TEXT SHOWN:

※

Cubs Have Finger Hovering Over Panic Button

Kyle Hendricks

You know I’m going to write about the positive takeaways in the Cubs 3-0 loss to the Rockies. You know that I’m going to send raves Kyle Hendricks way even though he was charged with three earned runs.

“Just one of those days for us,” Hendricks said.

That about sums up the Cubs woes this season. In fact, it’s been an up and down year for the North Siders. It could be the World Series hangover affecting their season or other teams have caught on to their system. I don’t know.

“You saw the more awkward swings against Kyle today,” Maddon said. “You saw the taken strike, the swing and miss, so he was looking a lot more normal today than he has in a while, and especially here against this team. I thought he was outstanding.”

※

TASK REQUIREMENTS:
(1) Reproduce the stretch of the Cubs article from "Cubs Have Finger" through "three earned runs.".
(2) Translate this sentence from the Cubs article into Spanish: "That about sums up the Cubs woes this season."
Work from the Cubs article alone.

※

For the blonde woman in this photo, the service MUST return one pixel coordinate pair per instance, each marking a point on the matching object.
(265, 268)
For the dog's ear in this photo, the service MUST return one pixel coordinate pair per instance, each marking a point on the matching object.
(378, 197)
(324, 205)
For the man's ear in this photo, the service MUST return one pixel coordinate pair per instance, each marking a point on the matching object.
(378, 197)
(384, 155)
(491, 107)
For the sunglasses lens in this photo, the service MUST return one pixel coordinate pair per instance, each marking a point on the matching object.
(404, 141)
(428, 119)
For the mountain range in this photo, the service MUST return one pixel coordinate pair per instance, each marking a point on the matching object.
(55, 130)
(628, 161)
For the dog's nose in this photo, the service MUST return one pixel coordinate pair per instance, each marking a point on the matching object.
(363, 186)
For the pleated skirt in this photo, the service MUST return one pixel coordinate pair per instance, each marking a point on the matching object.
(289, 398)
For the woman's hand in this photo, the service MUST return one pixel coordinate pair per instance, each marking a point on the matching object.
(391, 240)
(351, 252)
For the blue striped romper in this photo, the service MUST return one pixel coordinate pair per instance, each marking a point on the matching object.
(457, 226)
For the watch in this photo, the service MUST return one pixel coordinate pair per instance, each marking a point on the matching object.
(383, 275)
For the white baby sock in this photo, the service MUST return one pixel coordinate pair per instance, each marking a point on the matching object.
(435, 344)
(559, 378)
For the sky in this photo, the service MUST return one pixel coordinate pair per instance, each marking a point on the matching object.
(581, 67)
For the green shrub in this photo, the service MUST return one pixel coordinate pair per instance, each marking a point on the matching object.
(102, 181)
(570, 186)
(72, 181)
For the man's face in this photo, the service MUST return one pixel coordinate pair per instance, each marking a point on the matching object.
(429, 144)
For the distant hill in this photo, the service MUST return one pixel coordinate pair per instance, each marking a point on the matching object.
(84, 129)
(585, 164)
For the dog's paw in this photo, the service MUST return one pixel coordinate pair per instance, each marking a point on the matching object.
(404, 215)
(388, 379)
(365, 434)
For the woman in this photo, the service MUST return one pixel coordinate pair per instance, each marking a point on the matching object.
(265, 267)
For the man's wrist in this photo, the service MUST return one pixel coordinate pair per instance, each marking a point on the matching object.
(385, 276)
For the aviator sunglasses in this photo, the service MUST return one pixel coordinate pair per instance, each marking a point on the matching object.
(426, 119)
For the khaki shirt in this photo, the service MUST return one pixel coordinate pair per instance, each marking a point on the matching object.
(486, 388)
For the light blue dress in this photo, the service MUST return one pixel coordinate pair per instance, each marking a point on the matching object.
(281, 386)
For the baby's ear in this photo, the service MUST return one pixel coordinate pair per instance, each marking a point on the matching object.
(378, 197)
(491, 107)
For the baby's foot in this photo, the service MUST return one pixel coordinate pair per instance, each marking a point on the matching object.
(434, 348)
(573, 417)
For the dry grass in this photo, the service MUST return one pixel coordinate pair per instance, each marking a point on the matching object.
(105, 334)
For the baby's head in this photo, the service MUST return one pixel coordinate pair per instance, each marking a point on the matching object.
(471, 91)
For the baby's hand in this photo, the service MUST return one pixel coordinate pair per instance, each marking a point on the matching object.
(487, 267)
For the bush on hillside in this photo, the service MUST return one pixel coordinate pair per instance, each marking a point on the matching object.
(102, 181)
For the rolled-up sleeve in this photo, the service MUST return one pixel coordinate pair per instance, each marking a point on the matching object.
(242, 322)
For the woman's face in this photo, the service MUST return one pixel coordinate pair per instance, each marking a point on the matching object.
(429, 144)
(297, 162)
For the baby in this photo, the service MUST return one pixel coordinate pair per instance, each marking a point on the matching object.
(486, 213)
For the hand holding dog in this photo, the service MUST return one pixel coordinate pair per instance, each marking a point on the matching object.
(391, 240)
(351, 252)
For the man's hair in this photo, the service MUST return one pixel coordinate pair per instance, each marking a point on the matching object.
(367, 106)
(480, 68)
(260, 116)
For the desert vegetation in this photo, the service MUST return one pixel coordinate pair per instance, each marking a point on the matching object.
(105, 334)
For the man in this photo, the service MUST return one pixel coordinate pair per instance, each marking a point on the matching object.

※

SOLUTIONS:
(1)
Cubs Have Finger Hovering Over Panic Button

Kyle Hendricks

You know I’m going to write about the positive takeaways in the Cubs 3-0 loss to the Rockies. You know that I’m going to send raves Kyle Hendricks way even though he was charged with three earned runs.

(2) Eso resume más o menos los problemas de los Cubs esta temporada.